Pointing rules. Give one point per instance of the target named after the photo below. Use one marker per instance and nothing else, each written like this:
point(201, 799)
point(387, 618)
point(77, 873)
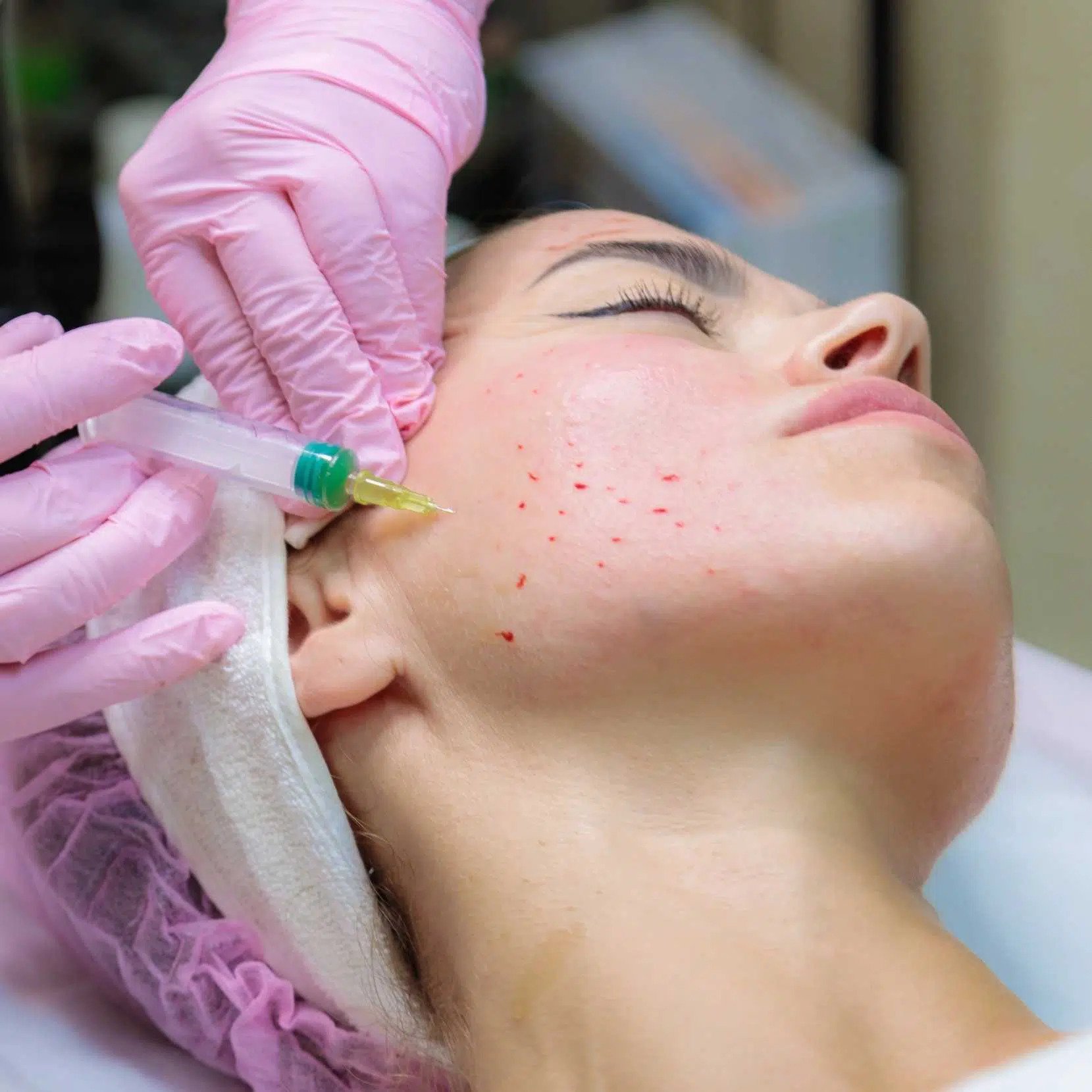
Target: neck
point(742, 938)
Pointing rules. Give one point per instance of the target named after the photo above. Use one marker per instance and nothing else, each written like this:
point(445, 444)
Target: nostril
point(858, 350)
point(908, 374)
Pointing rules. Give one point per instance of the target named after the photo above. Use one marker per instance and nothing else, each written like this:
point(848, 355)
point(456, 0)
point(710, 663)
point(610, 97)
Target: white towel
point(230, 767)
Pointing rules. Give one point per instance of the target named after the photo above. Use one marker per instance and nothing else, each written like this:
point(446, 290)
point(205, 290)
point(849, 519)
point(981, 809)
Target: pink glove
point(291, 211)
point(86, 527)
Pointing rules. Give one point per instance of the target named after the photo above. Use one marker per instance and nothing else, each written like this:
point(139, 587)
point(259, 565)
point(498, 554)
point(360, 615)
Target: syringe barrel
point(220, 444)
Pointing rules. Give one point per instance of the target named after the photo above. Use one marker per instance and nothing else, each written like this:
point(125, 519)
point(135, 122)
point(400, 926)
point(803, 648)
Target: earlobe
point(338, 664)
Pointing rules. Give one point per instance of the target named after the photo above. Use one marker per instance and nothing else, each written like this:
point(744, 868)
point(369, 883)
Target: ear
point(340, 656)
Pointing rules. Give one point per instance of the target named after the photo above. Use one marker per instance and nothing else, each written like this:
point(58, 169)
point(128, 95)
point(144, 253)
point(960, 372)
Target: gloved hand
point(290, 211)
point(86, 527)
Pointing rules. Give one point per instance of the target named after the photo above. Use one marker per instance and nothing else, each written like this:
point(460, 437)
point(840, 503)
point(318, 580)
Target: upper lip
point(848, 401)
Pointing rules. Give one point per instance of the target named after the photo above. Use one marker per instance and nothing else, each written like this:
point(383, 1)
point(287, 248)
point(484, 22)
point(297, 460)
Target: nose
point(880, 334)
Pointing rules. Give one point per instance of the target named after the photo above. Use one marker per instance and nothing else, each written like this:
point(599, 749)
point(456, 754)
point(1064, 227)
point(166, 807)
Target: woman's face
point(656, 517)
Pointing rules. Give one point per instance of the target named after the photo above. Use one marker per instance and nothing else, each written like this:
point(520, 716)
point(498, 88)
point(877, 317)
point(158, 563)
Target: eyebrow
point(707, 267)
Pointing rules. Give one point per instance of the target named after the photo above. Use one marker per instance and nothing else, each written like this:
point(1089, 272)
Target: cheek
point(611, 485)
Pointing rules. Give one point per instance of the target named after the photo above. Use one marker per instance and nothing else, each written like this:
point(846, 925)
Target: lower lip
point(908, 421)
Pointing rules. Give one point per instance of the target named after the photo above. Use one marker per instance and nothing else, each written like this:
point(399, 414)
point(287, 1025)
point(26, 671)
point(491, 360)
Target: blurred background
point(936, 147)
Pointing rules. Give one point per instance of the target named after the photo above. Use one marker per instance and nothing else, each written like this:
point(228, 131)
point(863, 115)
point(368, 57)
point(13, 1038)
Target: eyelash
point(644, 298)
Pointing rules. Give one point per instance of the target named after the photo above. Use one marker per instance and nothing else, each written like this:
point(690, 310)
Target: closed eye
point(644, 298)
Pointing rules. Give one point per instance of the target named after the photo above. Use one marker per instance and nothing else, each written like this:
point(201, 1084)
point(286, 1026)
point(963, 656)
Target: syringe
point(262, 457)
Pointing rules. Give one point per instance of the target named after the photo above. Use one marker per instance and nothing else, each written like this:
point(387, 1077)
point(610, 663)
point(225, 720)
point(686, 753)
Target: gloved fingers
point(221, 340)
point(63, 498)
point(301, 331)
point(44, 601)
point(26, 331)
point(217, 331)
point(86, 371)
point(381, 251)
point(67, 683)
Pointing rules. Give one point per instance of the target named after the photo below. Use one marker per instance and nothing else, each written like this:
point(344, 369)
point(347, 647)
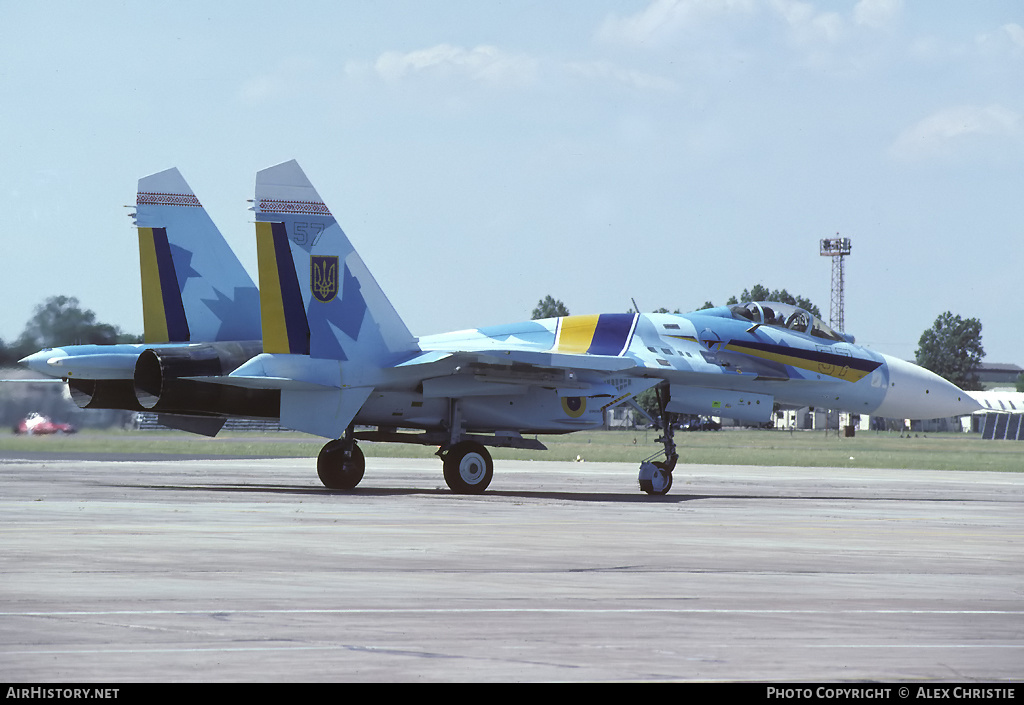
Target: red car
point(37, 424)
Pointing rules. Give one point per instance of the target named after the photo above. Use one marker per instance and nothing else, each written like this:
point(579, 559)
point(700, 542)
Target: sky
point(481, 155)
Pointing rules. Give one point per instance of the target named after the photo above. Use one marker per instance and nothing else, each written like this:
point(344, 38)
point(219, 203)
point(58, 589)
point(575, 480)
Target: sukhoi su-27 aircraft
point(336, 360)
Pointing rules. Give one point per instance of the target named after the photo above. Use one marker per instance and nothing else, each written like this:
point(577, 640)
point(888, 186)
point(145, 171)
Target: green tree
point(951, 348)
point(549, 307)
point(60, 321)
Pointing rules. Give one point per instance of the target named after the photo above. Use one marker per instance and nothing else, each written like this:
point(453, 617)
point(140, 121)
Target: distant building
point(997, 373)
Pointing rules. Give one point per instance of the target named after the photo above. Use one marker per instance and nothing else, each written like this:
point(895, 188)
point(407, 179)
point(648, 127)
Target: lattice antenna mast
point(837, 248)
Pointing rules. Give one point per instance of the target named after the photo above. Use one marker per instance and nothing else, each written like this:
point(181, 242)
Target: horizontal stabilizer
point(322, 413)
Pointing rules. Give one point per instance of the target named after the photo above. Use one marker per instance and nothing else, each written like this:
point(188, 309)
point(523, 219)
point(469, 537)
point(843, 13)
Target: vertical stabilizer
point(194, 286)
point(317, 296)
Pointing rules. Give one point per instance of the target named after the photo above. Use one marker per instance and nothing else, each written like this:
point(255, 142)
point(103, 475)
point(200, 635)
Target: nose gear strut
point(655, 475)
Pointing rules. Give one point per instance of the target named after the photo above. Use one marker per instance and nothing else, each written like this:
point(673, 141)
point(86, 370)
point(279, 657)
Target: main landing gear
point(468, 467)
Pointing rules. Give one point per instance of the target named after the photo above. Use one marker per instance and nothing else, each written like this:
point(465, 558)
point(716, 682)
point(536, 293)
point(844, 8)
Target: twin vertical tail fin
point(317, 297)
point(194, 286)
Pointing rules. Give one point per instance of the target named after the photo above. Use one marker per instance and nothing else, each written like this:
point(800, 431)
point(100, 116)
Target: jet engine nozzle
point(172, 379)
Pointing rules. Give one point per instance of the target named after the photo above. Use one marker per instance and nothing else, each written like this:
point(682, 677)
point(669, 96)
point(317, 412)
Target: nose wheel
point(655, 479)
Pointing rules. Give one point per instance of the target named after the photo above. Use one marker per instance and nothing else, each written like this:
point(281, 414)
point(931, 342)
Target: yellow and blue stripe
point(286, 328)
point(600, 334)
point(163, 313)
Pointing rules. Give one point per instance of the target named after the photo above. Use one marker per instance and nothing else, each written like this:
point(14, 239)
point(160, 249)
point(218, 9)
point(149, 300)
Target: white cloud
point(664, 18)
point(484, 64)
point(808, 25)
point(1016, 34)
point(957, 130)
point(605, 71)
point(878, 14)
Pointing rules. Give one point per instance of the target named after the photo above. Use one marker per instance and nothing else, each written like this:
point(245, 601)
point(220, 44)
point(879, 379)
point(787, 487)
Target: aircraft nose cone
point(37, 362)
point(914, 392)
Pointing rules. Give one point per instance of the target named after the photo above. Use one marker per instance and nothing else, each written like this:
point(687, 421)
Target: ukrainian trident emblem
point(324, 278)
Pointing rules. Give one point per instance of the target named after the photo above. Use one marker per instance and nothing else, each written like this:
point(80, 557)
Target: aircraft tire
point(664, 483)
point(338, 472)
point(468, 468)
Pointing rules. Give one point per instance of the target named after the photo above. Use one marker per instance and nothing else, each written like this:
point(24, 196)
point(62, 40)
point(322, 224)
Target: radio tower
point(837, 248)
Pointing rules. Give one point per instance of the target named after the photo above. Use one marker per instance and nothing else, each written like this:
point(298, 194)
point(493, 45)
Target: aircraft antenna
point(837, 248)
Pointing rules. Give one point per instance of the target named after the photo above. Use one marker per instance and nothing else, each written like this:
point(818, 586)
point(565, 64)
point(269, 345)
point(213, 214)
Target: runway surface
point(250, 571)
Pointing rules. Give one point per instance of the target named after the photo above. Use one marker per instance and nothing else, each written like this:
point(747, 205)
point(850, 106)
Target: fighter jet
point(199, 303)
point(342, 357)
point(341, 364)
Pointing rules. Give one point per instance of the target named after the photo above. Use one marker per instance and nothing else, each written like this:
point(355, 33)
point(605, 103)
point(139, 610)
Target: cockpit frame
point(778, 315)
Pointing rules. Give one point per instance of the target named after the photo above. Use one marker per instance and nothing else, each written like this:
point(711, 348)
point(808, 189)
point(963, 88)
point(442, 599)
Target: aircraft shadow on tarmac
point(623, 498)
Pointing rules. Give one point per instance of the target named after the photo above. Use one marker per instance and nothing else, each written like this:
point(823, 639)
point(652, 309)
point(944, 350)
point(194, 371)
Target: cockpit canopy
point(779, 315)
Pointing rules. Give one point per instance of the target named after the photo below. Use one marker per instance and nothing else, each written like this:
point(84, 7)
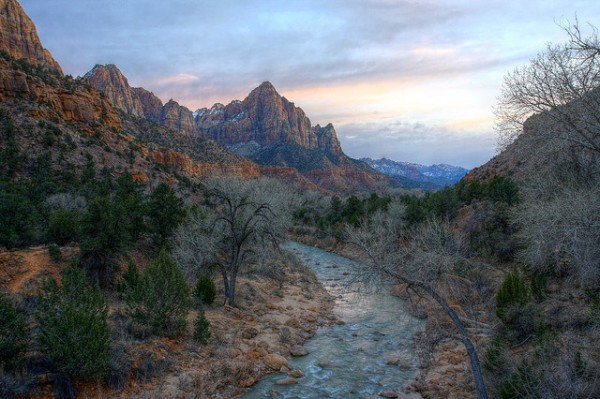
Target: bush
point(205, 291)
point(161, 298)
point(73, 327)
point(13, 335)
point(129, 280)
point(513, 293)
point(62, 227)
point(201, 328)
point(54, 252)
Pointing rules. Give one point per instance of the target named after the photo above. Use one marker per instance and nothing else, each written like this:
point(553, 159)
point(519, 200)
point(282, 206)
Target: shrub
point(130, 278)
point(13, 335)
point(496, 359)
point(73, 327)
point(513, 292)
point(523, 383)
point(161, 298)
point(205, 291)
point(62, 226)
point(54, 252)
point(201, 328)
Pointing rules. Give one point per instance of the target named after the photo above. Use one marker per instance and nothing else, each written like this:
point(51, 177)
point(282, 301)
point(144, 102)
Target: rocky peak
point(267, 118)
point(109, 79)
point(178, 118)
point(327, 139)
point(19, 38)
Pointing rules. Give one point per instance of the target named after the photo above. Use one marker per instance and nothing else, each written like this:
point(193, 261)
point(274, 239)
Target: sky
point(409, 80)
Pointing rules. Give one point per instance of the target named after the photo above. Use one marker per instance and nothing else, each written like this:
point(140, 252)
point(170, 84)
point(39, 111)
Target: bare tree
point(563, 84)
point(560, 221)
point(244, 218)
point(421, 259)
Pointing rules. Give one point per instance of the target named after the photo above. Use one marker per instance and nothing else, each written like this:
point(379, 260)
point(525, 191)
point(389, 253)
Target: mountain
point(19, 38)
point(265, 118)
point(416, 175)
point(67, 124)
point(265, 128)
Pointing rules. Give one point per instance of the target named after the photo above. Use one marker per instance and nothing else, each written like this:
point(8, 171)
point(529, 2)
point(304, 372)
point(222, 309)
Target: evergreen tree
point(160, 299)
point(73, 327)
point(165, 212)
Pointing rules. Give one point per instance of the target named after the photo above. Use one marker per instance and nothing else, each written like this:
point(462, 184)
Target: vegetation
point(14, 335)
point(250, 219)
point(73, 327)
point(201, 328)
point(159, 301)
point(204, 291)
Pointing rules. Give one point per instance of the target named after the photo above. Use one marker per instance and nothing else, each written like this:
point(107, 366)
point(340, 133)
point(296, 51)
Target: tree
point(563, 84)
point(420, 258)
point(165, 211)
point(13, 335)
point(245, 218)
point(73, 326)
point(104, 236)
point(160, 299)
point(560, 222)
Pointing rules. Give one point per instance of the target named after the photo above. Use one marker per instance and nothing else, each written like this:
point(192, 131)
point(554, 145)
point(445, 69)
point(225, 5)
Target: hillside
point(419, 176)
point(265, 128)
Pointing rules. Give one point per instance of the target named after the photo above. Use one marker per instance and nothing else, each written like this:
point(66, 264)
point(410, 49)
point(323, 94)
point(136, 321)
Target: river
point(350, 360)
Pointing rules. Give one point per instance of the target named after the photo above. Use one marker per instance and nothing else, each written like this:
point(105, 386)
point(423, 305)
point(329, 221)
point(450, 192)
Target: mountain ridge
point(422, 176)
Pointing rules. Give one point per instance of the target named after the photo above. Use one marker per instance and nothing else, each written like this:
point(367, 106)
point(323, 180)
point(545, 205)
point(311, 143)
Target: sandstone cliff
point(265, 117)
point(19, 38)
point(139, 102)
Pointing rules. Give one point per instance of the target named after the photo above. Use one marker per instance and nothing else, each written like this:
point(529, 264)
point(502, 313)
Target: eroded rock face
point(178, 118)
point(265, 117)
point(136, 101)
point(78, 105)
point(19, 38)
point(183, 163)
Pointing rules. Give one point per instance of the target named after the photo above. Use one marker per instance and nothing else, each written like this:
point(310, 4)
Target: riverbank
point(444, 366)
point(280, 306)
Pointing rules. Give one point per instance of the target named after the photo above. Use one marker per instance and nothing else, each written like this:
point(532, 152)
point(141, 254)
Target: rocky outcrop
point(181, 162)
point(139, 102)
point(266, 118)
point(19, 38)
point(178, 118)
point(77, 105)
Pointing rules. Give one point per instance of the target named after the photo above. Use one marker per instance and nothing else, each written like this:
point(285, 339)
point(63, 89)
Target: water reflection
point(350, 360)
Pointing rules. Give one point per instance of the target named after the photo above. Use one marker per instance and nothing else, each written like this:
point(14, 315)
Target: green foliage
point(130, 278)
point(13, 335)
point(54, 252)
point(513, 292)
point(205, 291)
point(130, 197)
point(523, 383)
point(352, 211)
point(447, 202)
point(201, 328)
point(18, 217)
point(539, 281)
point(104, 236)
point(161, 299)
point(496, 358)
point(165, 211)
point(73, 327)
point(62, 226)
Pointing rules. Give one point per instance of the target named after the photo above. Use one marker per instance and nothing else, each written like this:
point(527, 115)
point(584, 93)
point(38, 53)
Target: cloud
point(436, 65)
point(417, 142)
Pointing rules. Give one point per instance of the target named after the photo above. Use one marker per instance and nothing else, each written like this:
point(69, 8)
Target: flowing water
point(349, 360)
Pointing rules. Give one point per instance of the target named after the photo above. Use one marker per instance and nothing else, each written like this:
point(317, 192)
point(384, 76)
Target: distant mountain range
point(414, 175)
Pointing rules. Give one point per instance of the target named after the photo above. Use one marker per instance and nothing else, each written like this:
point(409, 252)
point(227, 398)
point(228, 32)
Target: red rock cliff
point(19, 38)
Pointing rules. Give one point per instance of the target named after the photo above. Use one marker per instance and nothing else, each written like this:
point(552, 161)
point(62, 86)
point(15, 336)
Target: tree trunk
point(225, 285)
point(475, 365)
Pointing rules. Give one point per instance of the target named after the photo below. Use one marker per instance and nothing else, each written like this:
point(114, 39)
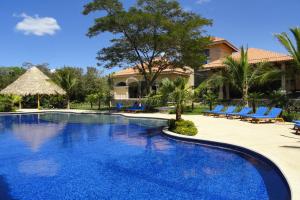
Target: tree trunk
point(178, 112)
point(68, 104)
point(39, 106)
point(99, 104)
point(227, 88)
point(245, 96)
point(210, 105)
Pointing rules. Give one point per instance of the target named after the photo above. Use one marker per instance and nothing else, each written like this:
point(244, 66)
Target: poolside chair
point(259, 112)
point(230, 109)
point(243, 111)
point(272, 115)
point(296, 121)
point(218, 108)
point(119, 106)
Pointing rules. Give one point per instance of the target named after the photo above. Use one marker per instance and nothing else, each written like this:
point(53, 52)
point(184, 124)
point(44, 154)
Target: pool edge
point(166, 132)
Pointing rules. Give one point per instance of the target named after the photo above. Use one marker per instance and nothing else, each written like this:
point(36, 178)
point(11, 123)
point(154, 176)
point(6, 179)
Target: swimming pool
point(79, 156)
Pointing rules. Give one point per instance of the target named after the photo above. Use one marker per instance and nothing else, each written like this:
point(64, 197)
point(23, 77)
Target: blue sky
point(63, 42)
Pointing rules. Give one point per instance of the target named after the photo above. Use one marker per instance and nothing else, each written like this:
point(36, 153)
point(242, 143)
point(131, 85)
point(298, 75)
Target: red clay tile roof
point(218, 40)
point(134, 71)
point(254, 56)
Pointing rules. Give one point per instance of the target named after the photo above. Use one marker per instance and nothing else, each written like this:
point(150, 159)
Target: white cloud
point(36, 25)
point(202, 1)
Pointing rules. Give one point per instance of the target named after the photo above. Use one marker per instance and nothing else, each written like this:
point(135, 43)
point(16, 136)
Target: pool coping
point(172, 135)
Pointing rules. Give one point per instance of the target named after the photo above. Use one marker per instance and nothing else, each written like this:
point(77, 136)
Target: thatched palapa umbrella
point(33, 82)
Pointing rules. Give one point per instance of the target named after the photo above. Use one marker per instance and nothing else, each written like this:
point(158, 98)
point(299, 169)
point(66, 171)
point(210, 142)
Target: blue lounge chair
point(297, 127)
point(244, 111)
point(259, 112)
point(272, 115)
point(296, 121)
point(230, 109)
point(218, 108)
point(119, 106)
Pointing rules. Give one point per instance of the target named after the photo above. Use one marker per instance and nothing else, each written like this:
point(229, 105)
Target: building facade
point(129, 83)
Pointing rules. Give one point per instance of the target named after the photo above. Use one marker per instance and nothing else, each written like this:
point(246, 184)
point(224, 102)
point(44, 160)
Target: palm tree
point(176, 91)
point(67, 82)
point(293, 49)
point(242, 75)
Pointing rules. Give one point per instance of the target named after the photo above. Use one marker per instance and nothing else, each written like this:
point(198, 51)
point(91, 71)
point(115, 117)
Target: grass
point(86, 106)
point(199, 109)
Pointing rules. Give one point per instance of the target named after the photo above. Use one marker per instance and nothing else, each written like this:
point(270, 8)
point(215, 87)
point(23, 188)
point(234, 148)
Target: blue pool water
point(73, 156)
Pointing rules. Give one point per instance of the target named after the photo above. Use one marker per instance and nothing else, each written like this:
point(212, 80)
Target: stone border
point(231, 147)
point(172, 135)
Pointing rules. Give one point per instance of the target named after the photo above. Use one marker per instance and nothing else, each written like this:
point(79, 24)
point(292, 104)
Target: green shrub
point(183, 127)
point(6, 104)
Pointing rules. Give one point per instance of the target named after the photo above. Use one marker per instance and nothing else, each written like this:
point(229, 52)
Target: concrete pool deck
point(275, 141)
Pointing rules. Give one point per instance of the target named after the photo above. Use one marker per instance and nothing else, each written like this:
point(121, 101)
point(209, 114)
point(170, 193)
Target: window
point(121, 84)
point(207, 54)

• _Your objective_:
Using the entries above, extract exactly the span from the line with "point(149, 300)" to the line with "point(139, 610)", both lines included; leave out everything else.

• _Solution to this exercise_:
point(149, 300)
Target: white cloud
point(664, 18)
point(484, 64)
point(808, 25)
point(1016, 34)
point(957, 130)
point(605, 71)
point(878, 14)
Pointing rules. Give one point per instance of the target named after the photo above. Use one marker per instance and nothing else, each written like this:
point(245, 601)
point(220, 44)
point(879, 379)
point(787, 487)
Target: aircraft nose cone
point(37, 362)
point(914, 392)
Pointing rules. Give one point per instance of the target named after the photo above. Use one marker per instance and nothing else, each written like this:
point(687, 421)
Target: ukrainian trident emblem
point(324, 278)
Pointing rules. Give one point per instance of the target named after the photo above. Use one marker per instance and nothing else, each written like this:
point(80, 557)
Target: aircraft tire
point(664, 483)
point(338, 472)
point(468, 468)
Pointing rules. Give one point per instance of the target named after the photo above. Use one marker per instance and nothing else, each written like this:
point(24, 196)
point(62, 40)
point(322, 224)
Target: radio tower
point(837, 248)
Pointing rules. Give one point per instance of the target named after the photo above. Use one marker per instance and nothing else, each written like this:
point(298, 194)
point(493, 45)
Target: aircraft antenna
point(837, 248)
Pointing rules. Give one point per instance of the target named after the photo above. Use one marker per instance and nothing else, each written like this:
point(818, 586)
point(565, 64)
point(269, 345)
point(213, 214)
Target: runway surface
point(250, 571)
Pointing rules. Give one point per instance of the target named after the photo above. Use one marker per instance and nothing else, each written like this:
point(747, 205)
point(850, 106)
Target: fighter jet
point(199, 303)
point(342, 357)
point(341, 364)
Pointing rules. Give one point per instance of the target named after the photo above. Use one marker per instance and nothing else, each written like this:
point(355, 33)
point(605, 103)
point(139, 610)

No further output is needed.